• [GOAL OF THE EXERCISE]
Copy out the items below word for word, starting with the line that contains "Resolve each <instance>" and ending with the line that contains "box: [224, 137, 247, 148]", including both of those lines.
* * * * *
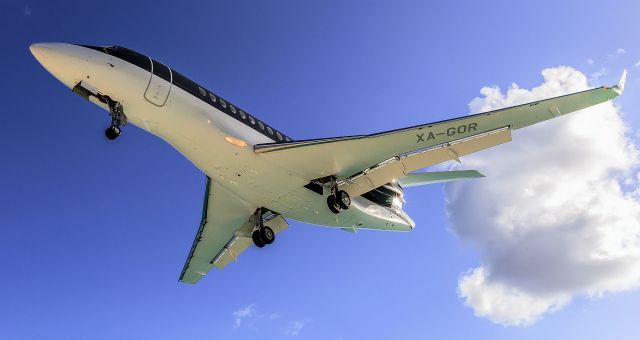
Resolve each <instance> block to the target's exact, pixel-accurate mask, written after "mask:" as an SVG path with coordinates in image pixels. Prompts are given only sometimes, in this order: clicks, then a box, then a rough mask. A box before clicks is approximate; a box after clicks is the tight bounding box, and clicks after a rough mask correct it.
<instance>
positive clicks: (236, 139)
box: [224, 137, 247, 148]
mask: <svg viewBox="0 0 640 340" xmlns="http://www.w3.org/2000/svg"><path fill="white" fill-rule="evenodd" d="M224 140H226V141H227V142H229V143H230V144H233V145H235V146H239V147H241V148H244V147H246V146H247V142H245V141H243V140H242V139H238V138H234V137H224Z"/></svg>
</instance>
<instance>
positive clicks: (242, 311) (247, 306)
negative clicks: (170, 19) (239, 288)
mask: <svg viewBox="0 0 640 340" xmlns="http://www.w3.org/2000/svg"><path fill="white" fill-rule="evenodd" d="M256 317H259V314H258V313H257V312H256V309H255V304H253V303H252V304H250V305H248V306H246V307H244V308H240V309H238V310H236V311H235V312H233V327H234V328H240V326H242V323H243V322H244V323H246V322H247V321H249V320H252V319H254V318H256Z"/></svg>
* * * * *
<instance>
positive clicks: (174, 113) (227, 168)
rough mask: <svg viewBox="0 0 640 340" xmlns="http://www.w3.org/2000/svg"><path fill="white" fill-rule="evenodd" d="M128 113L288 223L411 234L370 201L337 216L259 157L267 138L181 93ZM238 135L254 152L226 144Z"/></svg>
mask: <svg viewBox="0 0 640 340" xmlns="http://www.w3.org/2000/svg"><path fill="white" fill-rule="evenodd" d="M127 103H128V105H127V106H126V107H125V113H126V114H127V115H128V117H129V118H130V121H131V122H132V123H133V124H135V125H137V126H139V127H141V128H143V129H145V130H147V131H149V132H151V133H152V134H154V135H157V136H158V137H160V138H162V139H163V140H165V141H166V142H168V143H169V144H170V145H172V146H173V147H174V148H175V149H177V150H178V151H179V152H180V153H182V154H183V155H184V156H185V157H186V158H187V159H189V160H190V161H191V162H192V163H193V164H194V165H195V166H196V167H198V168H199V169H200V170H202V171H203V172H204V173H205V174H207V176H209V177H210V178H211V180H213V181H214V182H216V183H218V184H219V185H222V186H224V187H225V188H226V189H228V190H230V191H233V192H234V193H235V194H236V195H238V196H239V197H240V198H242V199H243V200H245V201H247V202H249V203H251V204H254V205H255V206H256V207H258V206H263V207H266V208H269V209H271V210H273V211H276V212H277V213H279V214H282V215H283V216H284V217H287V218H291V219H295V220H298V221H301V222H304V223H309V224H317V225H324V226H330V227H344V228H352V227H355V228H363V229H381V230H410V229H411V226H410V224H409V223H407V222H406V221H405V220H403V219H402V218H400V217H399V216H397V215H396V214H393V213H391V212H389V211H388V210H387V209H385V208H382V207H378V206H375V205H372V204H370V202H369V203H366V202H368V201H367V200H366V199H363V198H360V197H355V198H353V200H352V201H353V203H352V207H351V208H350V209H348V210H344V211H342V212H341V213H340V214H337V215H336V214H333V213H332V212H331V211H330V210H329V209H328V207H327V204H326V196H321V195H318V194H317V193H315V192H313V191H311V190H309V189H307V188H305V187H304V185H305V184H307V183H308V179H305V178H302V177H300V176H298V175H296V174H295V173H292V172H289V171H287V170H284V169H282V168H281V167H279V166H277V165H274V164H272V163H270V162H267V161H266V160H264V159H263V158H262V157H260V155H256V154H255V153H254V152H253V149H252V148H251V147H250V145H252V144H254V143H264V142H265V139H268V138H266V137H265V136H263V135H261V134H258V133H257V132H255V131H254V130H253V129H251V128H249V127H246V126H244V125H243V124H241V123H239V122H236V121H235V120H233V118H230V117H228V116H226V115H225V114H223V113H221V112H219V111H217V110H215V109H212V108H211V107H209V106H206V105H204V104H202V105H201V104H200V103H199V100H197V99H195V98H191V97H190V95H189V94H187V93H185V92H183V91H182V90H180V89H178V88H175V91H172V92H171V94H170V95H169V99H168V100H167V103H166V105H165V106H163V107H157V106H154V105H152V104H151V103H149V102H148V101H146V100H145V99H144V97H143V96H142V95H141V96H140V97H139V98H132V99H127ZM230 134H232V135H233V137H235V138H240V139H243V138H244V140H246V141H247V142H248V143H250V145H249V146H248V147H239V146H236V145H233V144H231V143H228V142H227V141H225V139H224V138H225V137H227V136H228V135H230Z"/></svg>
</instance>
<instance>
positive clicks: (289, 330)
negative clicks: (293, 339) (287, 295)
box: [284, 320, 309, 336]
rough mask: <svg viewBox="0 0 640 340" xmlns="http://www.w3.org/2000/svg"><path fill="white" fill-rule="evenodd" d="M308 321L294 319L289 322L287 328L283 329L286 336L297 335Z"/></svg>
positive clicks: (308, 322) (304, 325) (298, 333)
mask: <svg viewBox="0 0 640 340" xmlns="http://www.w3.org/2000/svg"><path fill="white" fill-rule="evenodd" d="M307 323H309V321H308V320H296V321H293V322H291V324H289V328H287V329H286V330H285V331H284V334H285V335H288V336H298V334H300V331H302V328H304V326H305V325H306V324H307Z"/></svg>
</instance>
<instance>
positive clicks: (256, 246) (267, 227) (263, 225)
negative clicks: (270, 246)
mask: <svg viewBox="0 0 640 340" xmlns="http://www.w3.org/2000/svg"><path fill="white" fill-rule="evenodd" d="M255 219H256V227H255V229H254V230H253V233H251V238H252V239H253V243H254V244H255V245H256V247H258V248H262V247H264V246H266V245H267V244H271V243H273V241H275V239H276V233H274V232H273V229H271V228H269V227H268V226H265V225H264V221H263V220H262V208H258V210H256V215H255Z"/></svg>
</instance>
* * * * *
• [TASK RESPONSE]
Resolve each <instance> block to the target's exact, pixel-accurate mask, written after "mask:" as an SVG path with coordinates in image pixels. Prompts are given only sometimes, in this order: clicks, then a box, then a rough mask. A box before clicks is approximate; a box after clicks is the tight bounding box, and clicks after a rough mask correct it.
<instance>
positive clicks: (236, 139)
box: [224, 137, 247, 148]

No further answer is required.